→ **How to complete this task**: Copy out, word for word, everything from the line that contains "Every <instance> block" down to the line that contains "box: [37, 98, 227, 170]", with both of those lines included.

Stored data entries
########
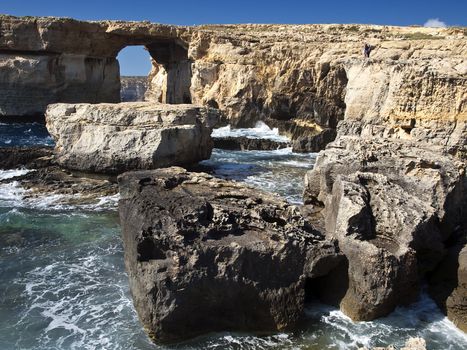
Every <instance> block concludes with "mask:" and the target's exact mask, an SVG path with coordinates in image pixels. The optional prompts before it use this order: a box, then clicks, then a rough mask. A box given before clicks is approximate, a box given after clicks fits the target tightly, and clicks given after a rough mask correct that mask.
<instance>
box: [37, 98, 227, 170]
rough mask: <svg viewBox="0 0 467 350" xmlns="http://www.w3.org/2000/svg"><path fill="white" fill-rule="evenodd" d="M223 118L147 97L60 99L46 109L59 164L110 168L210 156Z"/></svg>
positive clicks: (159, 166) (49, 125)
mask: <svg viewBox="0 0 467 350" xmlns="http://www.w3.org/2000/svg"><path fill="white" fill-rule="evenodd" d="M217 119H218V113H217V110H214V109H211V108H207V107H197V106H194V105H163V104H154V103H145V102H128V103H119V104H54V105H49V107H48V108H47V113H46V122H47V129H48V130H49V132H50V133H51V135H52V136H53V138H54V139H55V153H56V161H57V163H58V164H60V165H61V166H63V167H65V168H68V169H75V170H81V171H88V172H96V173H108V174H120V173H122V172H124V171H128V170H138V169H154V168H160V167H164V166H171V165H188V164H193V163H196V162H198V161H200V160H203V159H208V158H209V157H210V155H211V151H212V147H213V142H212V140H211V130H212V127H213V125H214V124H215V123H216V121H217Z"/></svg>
########
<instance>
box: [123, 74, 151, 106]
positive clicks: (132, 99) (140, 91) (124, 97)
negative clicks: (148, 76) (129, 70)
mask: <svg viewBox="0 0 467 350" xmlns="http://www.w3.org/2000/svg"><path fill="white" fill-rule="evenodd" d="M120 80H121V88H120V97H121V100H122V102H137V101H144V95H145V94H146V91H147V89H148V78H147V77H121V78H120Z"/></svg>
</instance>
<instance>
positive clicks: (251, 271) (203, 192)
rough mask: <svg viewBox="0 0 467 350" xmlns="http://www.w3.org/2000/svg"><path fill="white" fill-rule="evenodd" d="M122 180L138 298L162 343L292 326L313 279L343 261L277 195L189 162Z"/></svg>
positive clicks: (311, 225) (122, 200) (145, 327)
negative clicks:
########
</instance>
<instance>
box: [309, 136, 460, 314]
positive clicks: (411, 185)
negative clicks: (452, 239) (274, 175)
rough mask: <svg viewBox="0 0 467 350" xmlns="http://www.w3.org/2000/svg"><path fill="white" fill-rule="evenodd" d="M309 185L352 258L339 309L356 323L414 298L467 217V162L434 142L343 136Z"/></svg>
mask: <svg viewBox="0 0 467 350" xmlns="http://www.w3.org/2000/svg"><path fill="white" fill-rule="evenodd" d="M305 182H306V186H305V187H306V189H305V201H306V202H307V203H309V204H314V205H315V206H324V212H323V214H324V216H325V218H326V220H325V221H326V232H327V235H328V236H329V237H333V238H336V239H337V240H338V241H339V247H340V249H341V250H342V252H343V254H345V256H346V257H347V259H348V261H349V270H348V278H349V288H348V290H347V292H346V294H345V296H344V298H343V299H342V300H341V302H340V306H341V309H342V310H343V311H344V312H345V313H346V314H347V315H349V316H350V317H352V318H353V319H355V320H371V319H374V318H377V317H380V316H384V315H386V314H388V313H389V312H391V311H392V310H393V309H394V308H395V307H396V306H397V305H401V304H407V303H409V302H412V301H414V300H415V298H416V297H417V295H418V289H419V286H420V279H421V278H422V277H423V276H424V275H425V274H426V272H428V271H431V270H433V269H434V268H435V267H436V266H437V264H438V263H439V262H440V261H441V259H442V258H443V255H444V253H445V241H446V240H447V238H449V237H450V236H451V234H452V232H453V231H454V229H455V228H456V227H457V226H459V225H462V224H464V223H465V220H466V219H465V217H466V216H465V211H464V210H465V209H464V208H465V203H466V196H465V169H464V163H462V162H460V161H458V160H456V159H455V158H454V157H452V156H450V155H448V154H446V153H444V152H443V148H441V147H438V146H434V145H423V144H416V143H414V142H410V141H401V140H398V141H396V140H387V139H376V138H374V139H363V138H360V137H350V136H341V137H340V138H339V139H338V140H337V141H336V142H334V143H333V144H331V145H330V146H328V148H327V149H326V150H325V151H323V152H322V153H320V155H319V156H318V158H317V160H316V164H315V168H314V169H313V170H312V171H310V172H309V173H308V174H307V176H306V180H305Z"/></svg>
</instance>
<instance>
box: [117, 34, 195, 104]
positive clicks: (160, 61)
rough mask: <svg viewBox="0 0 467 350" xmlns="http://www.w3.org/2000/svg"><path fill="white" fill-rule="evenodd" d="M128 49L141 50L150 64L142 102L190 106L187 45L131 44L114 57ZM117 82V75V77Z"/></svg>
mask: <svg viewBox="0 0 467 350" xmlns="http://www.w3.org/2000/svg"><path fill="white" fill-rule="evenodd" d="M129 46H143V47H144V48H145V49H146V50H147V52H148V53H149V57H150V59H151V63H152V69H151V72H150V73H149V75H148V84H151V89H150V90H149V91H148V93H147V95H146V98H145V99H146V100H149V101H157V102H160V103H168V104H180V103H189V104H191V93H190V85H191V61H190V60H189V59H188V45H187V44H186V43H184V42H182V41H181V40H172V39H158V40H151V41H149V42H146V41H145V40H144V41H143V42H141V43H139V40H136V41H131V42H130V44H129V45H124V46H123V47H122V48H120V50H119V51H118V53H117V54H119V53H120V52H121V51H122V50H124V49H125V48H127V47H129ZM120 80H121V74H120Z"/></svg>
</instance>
########
→ **Reply**:
Every <instance> block concludes with "mask:" and the target's exact mask, an SVG path with coordinates in image pixels. The optional prompts before it use this order: a box, then clicks, then a rough mask. A box given before clicks is approximate, a box given after clicks fits the target tightly, and clicks given after a rough mask correct that mask.
<instance>
box: [37, 98, 227, 170]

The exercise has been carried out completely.